__Your instructions__:
Looking at the data below, report how many lines contain "above", with no other words.

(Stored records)
☆ ☆ ☆

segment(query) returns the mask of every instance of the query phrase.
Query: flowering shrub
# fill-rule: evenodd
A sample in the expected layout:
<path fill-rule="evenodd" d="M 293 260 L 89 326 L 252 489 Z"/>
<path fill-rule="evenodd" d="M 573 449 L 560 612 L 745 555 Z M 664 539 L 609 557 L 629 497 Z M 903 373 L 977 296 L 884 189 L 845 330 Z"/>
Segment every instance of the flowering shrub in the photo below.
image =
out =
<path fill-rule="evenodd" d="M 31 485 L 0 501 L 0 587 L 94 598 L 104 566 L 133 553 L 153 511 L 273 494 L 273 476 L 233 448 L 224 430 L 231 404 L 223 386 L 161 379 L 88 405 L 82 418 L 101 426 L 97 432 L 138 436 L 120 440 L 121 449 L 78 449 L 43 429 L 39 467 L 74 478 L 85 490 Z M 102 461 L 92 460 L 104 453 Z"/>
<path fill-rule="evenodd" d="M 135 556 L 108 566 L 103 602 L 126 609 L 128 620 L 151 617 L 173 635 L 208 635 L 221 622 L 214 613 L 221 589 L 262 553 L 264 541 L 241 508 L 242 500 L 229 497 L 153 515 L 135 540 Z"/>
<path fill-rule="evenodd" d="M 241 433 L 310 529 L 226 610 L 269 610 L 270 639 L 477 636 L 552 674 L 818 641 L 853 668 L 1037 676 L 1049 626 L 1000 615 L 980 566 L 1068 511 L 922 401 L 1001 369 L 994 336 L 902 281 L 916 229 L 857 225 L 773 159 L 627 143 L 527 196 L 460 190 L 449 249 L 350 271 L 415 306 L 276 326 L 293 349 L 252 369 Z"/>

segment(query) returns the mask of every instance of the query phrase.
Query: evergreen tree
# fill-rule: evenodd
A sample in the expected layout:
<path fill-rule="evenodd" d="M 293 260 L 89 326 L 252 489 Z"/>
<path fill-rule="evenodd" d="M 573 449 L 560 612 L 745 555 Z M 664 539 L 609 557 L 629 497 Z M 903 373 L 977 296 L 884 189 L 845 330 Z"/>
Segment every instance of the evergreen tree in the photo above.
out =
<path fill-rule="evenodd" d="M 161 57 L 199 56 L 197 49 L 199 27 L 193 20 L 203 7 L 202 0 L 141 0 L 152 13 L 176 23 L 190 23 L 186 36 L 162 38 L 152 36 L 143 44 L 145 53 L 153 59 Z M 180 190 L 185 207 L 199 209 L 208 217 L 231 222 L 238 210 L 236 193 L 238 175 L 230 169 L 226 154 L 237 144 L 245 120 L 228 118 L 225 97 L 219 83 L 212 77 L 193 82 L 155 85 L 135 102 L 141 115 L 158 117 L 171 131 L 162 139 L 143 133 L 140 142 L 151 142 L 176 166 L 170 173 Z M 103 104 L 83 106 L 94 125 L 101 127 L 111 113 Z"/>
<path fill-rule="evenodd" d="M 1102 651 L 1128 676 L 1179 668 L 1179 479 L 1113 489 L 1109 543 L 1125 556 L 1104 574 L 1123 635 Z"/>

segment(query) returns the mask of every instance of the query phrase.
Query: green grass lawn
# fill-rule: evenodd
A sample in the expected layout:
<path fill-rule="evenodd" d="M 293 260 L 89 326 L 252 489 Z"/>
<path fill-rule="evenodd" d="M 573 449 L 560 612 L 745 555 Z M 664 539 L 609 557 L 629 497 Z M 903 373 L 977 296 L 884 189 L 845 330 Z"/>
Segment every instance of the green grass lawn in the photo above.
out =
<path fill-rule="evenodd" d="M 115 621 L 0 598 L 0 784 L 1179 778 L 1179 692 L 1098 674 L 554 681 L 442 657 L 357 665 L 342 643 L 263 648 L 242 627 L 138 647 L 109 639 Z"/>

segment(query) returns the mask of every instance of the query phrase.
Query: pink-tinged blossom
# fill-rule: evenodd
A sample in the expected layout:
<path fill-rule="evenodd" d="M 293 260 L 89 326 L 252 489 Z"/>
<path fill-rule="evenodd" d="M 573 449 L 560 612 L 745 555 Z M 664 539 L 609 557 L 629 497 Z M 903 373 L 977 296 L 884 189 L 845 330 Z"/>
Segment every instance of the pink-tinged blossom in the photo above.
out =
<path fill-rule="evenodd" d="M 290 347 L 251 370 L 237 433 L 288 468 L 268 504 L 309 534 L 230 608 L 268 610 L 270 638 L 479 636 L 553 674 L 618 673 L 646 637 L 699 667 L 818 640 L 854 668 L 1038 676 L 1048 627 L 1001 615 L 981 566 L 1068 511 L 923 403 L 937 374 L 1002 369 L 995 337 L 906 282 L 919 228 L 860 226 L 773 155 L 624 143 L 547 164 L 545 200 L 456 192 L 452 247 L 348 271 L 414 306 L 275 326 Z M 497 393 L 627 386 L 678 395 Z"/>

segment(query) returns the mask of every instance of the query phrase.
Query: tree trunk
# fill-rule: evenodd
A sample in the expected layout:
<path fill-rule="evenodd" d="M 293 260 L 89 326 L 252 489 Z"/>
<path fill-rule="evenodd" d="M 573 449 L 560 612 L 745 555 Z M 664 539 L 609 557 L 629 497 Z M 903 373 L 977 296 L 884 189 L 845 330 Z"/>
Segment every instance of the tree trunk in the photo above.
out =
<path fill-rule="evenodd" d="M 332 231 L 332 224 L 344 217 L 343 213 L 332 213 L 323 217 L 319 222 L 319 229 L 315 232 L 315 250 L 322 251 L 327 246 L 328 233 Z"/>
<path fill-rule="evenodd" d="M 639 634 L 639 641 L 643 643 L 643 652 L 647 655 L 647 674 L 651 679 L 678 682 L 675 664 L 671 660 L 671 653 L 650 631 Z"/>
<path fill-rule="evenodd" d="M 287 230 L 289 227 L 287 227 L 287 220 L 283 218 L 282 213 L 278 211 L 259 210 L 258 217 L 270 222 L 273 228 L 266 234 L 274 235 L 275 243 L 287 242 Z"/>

☆ ☆ ☆

__Solved problem__:
4